--- START ---

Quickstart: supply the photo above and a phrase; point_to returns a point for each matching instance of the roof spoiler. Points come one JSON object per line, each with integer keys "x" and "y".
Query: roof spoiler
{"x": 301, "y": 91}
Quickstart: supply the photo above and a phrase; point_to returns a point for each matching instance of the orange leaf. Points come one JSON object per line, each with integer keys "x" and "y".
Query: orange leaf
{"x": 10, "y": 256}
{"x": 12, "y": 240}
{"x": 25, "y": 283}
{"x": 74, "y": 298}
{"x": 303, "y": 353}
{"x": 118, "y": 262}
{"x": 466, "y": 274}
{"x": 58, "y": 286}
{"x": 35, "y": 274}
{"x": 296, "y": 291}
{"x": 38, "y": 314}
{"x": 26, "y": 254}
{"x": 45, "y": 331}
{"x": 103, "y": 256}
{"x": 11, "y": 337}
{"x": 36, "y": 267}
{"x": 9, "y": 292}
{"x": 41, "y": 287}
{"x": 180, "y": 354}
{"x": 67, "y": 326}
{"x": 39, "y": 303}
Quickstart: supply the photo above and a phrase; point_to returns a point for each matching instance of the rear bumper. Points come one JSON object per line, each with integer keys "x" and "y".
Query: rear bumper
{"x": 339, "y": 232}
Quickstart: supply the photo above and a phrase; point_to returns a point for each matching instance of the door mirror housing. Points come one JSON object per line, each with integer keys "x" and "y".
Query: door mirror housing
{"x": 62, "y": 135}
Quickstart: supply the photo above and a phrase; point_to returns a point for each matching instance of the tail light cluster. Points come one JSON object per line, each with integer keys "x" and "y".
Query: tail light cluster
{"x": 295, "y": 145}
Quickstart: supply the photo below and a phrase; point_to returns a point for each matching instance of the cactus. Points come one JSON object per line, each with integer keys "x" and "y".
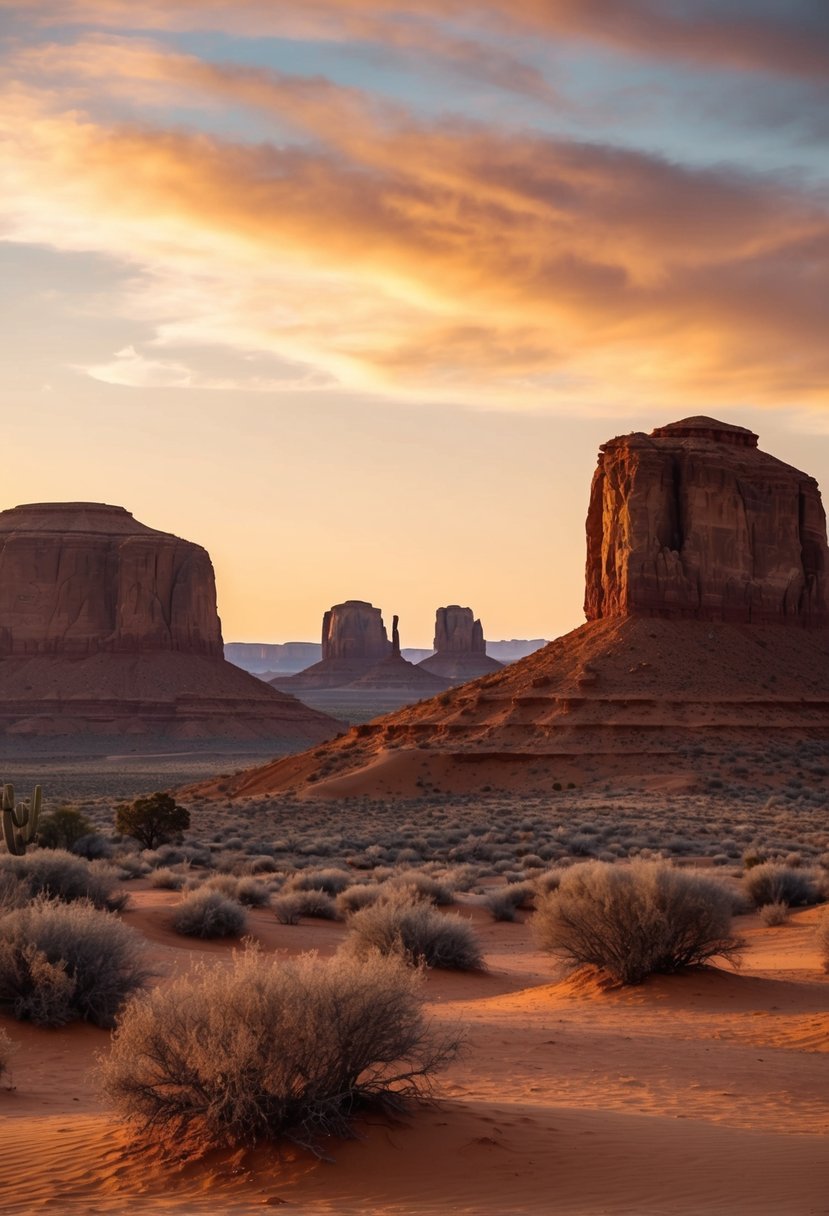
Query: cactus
{"x": 20, "y": 822}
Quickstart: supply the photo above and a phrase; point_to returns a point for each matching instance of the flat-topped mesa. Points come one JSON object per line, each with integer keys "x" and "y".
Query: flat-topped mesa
{"x": 84, "y": 578}
{"x": 694, "y": 521}
{"x": 460, "y": 646}
{"x": 354, "y": 631}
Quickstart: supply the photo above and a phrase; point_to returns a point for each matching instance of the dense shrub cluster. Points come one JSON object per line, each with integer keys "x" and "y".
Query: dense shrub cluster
{"x": 61, "y": 876}
{"x": 416, "y": 933}
{"x": 206, "y": 913}
{"x": 63, "y": 962}
{"x": 776, "y": 883}
{"x": 263, "y": 1050}
{"x": 635, "y": 919}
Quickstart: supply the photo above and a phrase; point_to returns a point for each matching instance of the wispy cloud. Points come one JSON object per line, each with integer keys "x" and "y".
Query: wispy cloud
{"x": 790, "y": 38}
{"x": 433, "y": 260}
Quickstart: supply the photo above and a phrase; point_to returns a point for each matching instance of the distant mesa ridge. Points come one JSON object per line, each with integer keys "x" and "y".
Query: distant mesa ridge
{"x": 110, "y": 628}
{"x": 703, "y": 552}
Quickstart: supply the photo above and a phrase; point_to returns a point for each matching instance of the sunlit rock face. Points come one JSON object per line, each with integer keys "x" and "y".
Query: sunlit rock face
{"x": 83, "y": 578}
{"x": 693, "y": 521}
{"x": 460, "y": 646}
{"x": 354, "y": 631}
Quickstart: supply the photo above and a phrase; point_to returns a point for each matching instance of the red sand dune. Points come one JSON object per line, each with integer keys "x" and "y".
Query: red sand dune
{"x": 706, "y": 1092}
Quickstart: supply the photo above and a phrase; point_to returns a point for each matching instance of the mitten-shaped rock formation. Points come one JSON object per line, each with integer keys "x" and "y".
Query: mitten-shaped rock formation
{"x": 354, "y": 631}
{"x": 110, "y": 628}
{"x": 354, "y": 639}
{"x": 460, "y": 647}
{"x": 78, "y": 578}
{"x": 694, "y": 521}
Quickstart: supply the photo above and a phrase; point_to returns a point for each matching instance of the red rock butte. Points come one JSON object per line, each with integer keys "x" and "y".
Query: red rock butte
{"x": 703, "y": 552}
{"x": 111, "y": 628}
{"x": 693, "y": 521}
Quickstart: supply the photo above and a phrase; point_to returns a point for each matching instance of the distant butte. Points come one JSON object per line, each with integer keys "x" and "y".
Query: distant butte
{"x": 705, "y": 654}
{"x": 460, "y": 647}
{"x": 110, "y": 628}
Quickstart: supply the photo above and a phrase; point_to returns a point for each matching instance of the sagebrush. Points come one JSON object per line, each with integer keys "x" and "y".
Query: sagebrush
{"x": 61, "y": 962}
{"x": 265, "y": 1050}
{"x": 636, "y": 919}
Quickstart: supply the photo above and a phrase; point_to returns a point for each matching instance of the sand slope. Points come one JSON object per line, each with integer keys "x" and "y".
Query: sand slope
{"x": 635, "y": 701}
{"x": 706, "y": 1092}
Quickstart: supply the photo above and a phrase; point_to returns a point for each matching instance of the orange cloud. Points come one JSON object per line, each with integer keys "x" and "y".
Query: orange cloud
{"x": 739, "y": 34}
{"x": 441, "y": 262}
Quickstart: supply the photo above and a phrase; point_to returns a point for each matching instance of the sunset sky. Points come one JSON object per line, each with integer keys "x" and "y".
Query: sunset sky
{"x": 350, "y": 291}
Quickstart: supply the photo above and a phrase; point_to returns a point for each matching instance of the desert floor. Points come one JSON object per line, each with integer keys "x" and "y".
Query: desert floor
{"x": 698, "y": 1093}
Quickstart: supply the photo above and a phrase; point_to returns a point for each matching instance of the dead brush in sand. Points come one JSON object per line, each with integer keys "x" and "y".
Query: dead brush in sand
{"x": 636, "y": 919}
{"x": 63, "y": 962}
{"x": 413, "y": 932}
{"x": 227, "y": 1057}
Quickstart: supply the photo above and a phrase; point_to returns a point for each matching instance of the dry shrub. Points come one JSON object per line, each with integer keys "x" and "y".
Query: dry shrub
{"x": 330, "y": 880}
{"x": 416, "y": 933}
{"x": 776, "y": 883}
{"x": 635, "y": 919}
{"x": 6, "y": 1051}
{"x": 292, "y": 907}
{"x": 773, "y": 913}
{"x": 355, "y": 898}
{"x": 503, "y": 902}
{"x": 264, "y": 1050}
{"x": 822, "y": 933}
{"x": 61, "y": 876}
{"x": 207, "y": 913}
{"x": 65, "y": 962}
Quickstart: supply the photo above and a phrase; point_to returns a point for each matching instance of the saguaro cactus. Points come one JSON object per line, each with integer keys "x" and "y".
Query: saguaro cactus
{"x": 20, "y": 822}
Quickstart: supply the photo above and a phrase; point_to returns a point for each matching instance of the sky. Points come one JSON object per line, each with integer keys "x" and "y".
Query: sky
{"x": 350, "y": 291}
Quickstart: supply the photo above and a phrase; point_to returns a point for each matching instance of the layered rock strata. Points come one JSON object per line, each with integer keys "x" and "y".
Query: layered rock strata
{"x": 110, "y": 628}
{"x": 460, "y": 647}
{"x": 693, "y": 521}
{"x": 701, "y": 555}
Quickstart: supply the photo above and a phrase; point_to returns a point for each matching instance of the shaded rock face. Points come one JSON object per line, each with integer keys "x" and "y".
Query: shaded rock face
{"x": 83, "y": 578}
{"x": 354, "y": 631}
{"x": 457, "y": 631}
{"x": 694, "y": 521}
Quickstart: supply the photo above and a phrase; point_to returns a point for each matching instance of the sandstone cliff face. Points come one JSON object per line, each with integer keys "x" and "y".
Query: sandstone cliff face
{"x": 694, "y": 521}
{"x": 457, "y": 631}
{"x": 354, "y": 631}
{"x": 78, "y": 579}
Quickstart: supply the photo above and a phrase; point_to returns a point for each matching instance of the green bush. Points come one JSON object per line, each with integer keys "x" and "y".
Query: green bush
{"x": 635, "y": 919}
{"x": 61, "y": 962}
{"x": 62, "y": 827}
{"x": 152, "y": 820}
{"x": 263, "y": 1050}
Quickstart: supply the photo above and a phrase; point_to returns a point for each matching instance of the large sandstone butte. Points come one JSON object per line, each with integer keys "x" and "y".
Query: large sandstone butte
{"x": 354, "y": 639}
{"x": 111, "y": 628}
{"x": 703, "y": 552}
{"x": 460, "y": 647}
{"x": 693, "y": 521}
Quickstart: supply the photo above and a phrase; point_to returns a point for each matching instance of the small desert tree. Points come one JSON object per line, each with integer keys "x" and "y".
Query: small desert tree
{"x": 264, "y": 1050}
{"x": 635, "y": 919}
{"x": 152, "y": 820}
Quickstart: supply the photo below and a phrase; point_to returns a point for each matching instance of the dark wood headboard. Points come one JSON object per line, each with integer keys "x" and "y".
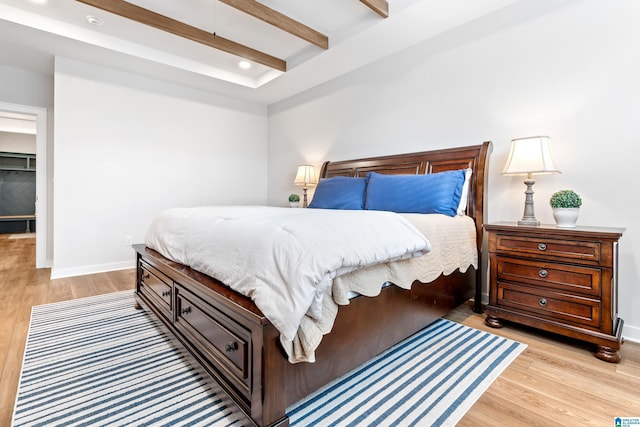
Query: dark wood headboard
{"x": 475, "y": 157}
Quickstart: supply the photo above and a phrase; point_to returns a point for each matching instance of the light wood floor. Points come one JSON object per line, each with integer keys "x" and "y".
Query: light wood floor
{"x": 553, "y": 382}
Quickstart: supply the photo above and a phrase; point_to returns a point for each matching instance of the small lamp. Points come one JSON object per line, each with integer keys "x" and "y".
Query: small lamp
{"x": 306, "y": 176}
{"x": 530, "y": 156}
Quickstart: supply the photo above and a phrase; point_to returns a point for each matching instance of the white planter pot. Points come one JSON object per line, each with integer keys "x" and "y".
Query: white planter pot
{"x": 566, "y": 217}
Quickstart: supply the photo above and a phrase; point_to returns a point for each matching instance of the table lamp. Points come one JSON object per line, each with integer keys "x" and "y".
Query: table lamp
{"x": 530, "y": 156}
{"x": 306, "y": 176}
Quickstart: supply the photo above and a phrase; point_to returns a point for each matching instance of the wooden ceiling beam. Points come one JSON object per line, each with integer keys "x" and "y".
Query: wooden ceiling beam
{"x": 164, "y": 23}
{"x": 381, "y": 7}
{"x": 279, "y": 20}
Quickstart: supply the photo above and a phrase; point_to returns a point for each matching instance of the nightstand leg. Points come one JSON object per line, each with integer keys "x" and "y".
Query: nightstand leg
{"x": 493, "y": 322}
{"x": 608, "y": 354}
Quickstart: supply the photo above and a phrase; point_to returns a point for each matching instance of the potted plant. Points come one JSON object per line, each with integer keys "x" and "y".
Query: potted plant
{"x": 566, "y": 207}
{"x": 294, "y": 200}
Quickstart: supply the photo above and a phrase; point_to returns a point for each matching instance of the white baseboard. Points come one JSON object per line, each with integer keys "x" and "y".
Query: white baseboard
{"x": 631, "y": 333}
{"x": 58, "y": 273}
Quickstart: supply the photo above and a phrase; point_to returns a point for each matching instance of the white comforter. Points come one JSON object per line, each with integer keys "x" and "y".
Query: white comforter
{"x": 283, "y": 259}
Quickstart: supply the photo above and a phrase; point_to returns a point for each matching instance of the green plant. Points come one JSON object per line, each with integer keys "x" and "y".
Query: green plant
{"x": 294, "y": 198}
{"x": 565, "y": 199}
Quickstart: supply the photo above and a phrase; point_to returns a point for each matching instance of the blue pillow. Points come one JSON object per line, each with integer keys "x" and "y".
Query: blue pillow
{"x": 339, "y": 192}
{"x": 432, "y": 193}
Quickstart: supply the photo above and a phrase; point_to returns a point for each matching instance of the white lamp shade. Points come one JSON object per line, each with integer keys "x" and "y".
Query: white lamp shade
{"x": 306, "y": 175}
{"x": 531, "y": 155}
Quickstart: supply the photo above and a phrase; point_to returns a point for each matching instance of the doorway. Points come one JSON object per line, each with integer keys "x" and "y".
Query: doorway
{"x": 39, "y": 117}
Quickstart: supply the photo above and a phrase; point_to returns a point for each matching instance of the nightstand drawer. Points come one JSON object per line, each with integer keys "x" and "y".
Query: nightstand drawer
{"x": 570, "y": 249}
{"x": 563, "y": 277}
{"x": 569, "y": 309}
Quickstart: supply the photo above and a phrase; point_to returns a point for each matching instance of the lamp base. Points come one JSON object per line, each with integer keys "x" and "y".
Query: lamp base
{"x": 529, "y": 222}
{"x": 529, "y": 217}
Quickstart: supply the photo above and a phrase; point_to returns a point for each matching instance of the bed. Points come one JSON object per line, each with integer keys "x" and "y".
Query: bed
{"x": 240, "y": 348}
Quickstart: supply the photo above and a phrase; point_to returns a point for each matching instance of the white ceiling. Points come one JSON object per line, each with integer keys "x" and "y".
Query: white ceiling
{"x": 33, "y": 32}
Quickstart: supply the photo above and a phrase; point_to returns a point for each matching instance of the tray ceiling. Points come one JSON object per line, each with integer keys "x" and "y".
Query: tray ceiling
{"x": 291, "y": 45}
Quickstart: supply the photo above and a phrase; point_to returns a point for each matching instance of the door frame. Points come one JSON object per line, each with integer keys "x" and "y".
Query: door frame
{"x": 42, "y": 193}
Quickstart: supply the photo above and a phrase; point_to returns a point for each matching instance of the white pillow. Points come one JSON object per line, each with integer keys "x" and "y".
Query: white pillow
{"x": 462, "y": 206}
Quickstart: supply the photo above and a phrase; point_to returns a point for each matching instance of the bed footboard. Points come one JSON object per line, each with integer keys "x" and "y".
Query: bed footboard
{"x": 224, "y": 331}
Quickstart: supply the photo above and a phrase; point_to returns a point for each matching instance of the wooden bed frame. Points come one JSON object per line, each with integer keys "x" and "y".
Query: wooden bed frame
{"x": 238, "y": 346}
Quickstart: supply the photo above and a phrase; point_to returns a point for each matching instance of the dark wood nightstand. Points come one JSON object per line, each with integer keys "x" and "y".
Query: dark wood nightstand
{"x": 561, "y": 280}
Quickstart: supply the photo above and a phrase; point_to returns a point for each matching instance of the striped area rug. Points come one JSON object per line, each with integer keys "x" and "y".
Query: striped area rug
{"x": 100, "y": 362}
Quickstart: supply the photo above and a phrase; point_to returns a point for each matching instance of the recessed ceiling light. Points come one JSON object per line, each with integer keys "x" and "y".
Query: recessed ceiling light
{"x": 94, "y": 20}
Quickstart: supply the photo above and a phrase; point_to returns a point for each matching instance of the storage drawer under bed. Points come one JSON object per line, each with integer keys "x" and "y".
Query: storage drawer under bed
{"x": 219, "y": 338}
{"x": 158, "y": 287}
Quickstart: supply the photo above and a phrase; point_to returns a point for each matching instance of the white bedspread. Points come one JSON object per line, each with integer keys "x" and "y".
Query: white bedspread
{"x": 453, "y": 242}
{"x": 283, "y": 259}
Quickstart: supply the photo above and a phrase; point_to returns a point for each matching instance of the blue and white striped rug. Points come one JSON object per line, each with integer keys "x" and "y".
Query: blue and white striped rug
{"x": 100, "y": 362}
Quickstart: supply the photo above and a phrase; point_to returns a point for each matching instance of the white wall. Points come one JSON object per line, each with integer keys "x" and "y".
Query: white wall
{"x": 127, "y": 147}
{"x": 567, "y": 69}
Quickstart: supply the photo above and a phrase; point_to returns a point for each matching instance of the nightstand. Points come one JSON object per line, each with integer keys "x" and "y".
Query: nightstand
{"x": 561, "y": 280}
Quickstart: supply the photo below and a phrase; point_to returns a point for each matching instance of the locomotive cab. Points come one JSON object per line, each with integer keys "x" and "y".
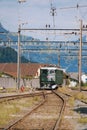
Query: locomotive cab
{"x": 50, "y": 77}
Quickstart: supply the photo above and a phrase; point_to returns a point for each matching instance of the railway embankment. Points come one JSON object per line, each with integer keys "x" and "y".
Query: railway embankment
{"x": 75, "y": 115}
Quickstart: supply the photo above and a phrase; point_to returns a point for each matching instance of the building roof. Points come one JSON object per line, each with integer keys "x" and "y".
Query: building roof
{"x": 26, "y": 69}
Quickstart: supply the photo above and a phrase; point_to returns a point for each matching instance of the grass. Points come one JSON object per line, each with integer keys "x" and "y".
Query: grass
{"x": 83, "y": 120}
{"x": 13, "y": 107}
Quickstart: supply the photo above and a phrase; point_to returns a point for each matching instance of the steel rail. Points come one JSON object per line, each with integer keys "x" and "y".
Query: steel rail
{"x": 57, "y": 124}
{"x": 13, "y": 97}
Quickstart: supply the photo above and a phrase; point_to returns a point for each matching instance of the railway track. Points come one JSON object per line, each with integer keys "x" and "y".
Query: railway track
{"x": 18, "y": 96}
{"x": 47, "y": 115}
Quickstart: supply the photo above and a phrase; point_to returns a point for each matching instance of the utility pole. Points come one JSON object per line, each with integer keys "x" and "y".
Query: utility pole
{"x": 19, "y": 58}
{"x": 80, "y": 56}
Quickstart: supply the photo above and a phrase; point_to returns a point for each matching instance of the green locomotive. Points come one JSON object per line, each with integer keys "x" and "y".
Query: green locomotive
{"x": 51, "y": 77}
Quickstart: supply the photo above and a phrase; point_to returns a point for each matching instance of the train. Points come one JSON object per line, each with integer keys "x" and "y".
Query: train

--- END ---

## [REQUIRED TASK]
From the line containing "of the utility" down to the last line, reproduce the records exactly. Include both ends.

## [IN RESPONSE]
Quickstart: supply the photo above and a phrase; point_to returns a point for each matching instance of the utility pole. Points come one JSON object per line, each with integer keys "x" and "y".
Query: utility pole
{"x": 19, "y": 58}
{"x": 80, "y": 56}
Quickstart: supply the photo above and a phrase; point_to returns a point for each matching instance of the green locomotive. Points come one JSON object per line, each with integer keys "x" and "y".
Query: green locomotive
{"x": 51, "y": 77}
Quickstart: supply the photo above and a phrase; point_to returns a point for each matching instance of the train. Points come one JSON object per line, each with integer keys "x" and "y".
Query: train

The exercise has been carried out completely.